« J’ai dessiné une école pour dire aux gens que j’ai vraiment envie d’apprendre », explique Moussa, en pointant du doigt son œuvre affichée au mur. « J’ai aussi fait une petite maison pour montrer que j’ai besoin d’un endroit où dormir. » Ce soir, le temps du vernissage, Moussa est un artiste. Mais une fois les portes fermées, le jeune mineur venu seul de Guinée-Conakry se retrouvera à nouveau, comme depuis plusieurs mois, dans une situation d’extrême instabilité.

Les mineurs non-accompagnés, souvent arrivés en France au péril de leur vie, font face une fois sur place à la méfiance, à la violence, à la précarité. « Depuis que je suis là, ça se passe mal. Je dors dehors, dans la rue », confie l’adolescent. La semaine dernière, les températures à Paris étaient négatives. « On s’accroche, même si ce n’est pas facile. Mais heureusement, les associations nous accompagnent » positive-t-il.

Les collectifs associatifs auxquels il fait référence, les Midis du MIE, Utopia56, Tara et Timmy, sont à l’origine de cette exposition qui rassemble les œuvres issues de collaborations entre artistes et une trentaine de jeunes. « L’idée a vu le jour au moment de l’occupation de l’école Erlanger », se rappelle Maria*, bénévole aux Midis du MIE. De mars à juin 2023, ils étaient plus de 600 jeunes sans abri à s’être réfugiés dans l’établissement scolaire désaffecté.

« On dessinait avec eux sur les murs, et on s’est dit que ça pourrait être bien de faire une exposition, pour sensibiliser le maximum de monde à leur situation. » Ils contactent alors galeries et mairies jusqu’à tomber sur Jean-Marc, le fondateur d’Échomusée. « Il a été très motivé dès le départ, et il nous a d’ailleurs beaucoup aidés sur un temps très court », se réjouit la jeune femme.
+++
Consigne: Poursuivez l'article sur l'exposition consacrée aux mineurs non accompagnés, à la suite de sa dernière phrase.
+++
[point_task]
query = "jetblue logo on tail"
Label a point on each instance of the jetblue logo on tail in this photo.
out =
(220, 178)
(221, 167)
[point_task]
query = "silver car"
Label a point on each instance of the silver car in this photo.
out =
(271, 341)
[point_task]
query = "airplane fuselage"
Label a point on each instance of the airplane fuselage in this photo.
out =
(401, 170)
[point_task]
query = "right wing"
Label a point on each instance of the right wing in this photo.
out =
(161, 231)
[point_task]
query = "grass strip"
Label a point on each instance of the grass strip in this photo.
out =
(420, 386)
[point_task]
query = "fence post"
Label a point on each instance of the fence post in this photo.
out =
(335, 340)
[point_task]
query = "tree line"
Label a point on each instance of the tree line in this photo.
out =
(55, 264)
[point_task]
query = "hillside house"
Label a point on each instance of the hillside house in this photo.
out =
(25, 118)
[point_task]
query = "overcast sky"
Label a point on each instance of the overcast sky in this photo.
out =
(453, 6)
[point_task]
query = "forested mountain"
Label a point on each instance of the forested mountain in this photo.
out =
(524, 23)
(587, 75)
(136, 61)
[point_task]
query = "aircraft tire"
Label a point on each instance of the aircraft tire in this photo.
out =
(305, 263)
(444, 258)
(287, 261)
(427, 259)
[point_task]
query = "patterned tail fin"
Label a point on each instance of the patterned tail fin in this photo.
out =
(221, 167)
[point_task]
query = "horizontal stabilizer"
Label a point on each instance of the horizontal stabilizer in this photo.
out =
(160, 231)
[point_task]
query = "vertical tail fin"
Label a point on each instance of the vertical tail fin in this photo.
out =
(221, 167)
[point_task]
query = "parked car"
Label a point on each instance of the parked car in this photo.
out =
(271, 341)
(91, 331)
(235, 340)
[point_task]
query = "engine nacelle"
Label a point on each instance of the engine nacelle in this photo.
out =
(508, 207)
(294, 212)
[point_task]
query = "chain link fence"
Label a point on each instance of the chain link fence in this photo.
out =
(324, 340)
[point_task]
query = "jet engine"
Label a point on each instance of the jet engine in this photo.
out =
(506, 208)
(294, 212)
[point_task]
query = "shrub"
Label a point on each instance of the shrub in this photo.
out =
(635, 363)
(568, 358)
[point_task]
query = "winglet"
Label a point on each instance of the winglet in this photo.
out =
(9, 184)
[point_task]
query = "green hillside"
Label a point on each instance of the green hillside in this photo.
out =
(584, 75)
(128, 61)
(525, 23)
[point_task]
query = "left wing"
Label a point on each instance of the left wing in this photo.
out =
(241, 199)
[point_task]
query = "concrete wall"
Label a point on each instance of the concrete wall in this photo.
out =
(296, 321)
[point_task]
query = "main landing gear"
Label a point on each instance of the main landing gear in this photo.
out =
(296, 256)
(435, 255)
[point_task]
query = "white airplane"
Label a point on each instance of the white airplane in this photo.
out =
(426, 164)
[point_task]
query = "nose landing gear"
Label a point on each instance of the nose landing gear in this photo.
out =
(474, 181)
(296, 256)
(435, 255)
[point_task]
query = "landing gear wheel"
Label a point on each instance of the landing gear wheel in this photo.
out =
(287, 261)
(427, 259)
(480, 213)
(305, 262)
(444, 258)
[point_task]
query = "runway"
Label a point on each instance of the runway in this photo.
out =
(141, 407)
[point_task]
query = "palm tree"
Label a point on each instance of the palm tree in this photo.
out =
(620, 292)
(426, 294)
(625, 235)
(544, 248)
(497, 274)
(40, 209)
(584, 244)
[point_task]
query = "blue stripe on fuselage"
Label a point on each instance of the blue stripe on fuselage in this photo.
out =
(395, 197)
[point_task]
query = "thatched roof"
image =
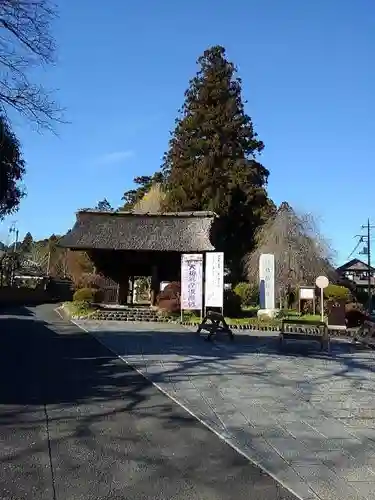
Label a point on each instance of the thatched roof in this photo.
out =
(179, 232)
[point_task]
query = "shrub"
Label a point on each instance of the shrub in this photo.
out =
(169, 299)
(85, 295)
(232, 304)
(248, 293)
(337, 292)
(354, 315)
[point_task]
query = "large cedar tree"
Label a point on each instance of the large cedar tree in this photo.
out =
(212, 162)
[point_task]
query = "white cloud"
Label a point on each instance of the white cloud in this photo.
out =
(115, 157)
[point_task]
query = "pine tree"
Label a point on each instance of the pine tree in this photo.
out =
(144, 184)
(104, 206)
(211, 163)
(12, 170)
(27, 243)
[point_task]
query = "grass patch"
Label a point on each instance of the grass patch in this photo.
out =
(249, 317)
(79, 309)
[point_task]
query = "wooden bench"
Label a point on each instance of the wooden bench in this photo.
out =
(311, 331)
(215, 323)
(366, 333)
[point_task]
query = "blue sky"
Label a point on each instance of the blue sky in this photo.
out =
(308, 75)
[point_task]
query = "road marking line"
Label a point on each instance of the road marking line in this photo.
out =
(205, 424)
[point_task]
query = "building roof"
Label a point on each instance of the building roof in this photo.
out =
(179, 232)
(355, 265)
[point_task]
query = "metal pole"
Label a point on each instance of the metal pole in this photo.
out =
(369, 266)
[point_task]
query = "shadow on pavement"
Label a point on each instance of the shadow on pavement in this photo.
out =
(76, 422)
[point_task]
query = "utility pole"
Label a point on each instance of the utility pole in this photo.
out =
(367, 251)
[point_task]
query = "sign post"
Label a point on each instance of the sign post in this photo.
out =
+++
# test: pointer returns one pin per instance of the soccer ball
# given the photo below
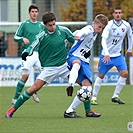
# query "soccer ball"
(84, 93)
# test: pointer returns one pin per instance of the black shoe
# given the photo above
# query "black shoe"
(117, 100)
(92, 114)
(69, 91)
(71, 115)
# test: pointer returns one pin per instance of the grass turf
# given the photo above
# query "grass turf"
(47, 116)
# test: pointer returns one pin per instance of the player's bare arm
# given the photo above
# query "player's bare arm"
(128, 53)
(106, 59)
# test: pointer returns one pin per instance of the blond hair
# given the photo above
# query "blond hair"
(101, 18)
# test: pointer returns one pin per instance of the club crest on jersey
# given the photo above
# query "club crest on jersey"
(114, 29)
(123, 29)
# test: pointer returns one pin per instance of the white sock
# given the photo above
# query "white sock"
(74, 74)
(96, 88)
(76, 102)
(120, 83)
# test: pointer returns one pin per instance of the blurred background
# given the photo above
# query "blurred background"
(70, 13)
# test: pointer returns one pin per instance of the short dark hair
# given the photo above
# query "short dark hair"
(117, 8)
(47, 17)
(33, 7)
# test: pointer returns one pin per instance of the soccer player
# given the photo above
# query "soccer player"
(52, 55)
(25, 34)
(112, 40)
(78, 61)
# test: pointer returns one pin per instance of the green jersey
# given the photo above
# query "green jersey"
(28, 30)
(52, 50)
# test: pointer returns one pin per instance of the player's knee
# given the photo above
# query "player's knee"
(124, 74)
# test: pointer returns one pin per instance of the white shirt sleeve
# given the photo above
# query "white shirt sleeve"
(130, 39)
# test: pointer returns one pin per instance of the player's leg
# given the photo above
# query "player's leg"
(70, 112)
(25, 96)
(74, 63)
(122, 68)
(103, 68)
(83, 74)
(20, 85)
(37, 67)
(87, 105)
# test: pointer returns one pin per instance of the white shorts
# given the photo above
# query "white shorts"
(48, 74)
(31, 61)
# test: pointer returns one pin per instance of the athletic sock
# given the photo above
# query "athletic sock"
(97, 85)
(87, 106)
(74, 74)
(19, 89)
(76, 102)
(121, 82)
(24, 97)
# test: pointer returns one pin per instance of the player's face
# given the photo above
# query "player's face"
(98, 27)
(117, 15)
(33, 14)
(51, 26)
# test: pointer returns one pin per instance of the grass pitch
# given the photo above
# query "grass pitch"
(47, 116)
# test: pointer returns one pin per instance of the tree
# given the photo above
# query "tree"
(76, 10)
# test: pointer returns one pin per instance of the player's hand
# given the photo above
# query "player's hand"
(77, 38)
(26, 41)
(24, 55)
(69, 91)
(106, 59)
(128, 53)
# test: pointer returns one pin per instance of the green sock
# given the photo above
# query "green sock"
+++
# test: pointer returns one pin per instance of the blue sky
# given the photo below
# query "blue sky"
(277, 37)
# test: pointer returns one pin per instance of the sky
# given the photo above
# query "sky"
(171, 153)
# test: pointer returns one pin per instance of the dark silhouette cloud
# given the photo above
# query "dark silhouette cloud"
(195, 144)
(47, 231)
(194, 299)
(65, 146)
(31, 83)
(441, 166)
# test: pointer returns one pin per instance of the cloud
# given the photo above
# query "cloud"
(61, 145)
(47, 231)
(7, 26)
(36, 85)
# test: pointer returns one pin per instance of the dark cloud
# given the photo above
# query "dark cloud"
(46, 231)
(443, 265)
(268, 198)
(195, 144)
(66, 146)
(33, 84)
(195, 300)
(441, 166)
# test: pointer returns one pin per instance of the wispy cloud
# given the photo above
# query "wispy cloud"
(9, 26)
+++
Résultat:
« J’ai tout de suite été touché par leur idée »

« J’ai tout de suite été touché par leur idée », raconte Jean-Marc. « La jeunesse des bénévoles, et celle des mineurs dont ils s’occupent, le travail d’accompagnement de ces mômes qu’on croise dans la rue, je trouve ça génial. » Sa galerie, à la façade jaune qui brille comme un soleil au milieu du quartier de la Goutte d’Or, attire amateurs de projets et spectateurs curieux.

« Ce quartier, ça va au-delà de ce qu’on en montre, la drogue, la prostitution, les faits divers… C’est un croisement de cultures », raconte-t-il, visiblement passionné par l’endroit. « Ici, tout le monde est bienvenu, et nous, on travaille avec tous les profils. »

La richesse de la programmation témoigne du foisonnement culturel du lieu. « Une à deux expositions thématiques par mois, des ateliers avec des associations, avec les retraités, les femmes, les enfants… On est bien ancrés dans le sol où l’on se trouve », sourit-il, en invitant les visiteurs à entrer.

Raconter des histoires, en images et en sons

Emma Gautier, jeune photographe, y expose pour l’occasion sa première série documentaire, réalisée en accompagnement des MNA. « J’ai voulu travailler sur les mouvements des jeunes. Ils n’ont pas la possibilité de savoir combien de temps ils peuvent rester dans un abri, et ne savent pas où ils seront demain », raconte-t-elle. « J’ai décidé de documenter comment ça affecte leur manière de vivre leur enfance et leur adolescence. » Elle poursuit : « C’est assez bien retranscrit dans l’expo dans sa globalité d’ailleurs. Il y a quelque chose de très pur, dans leur dessin notamment, qui côtoie une situation extrêmement précaire ».

Les œuvres exposées frôlent l’intimité, et lèvent le voile sur l’innocence et les rêves des adolescents. Et parviennent à éviter tout voyeurisme. En accès libre à l’entrée de la galerie, les témoignages de certains jeunes sont diffusés dans un casque. Pour quiconque écoute, l’exposition n’existe plus, un être humain se confie. L’écoute est dure, mais nécessaire. L’idée n’est pas uniquement de montrer leur réalité, mais surtout de leur donner la parole.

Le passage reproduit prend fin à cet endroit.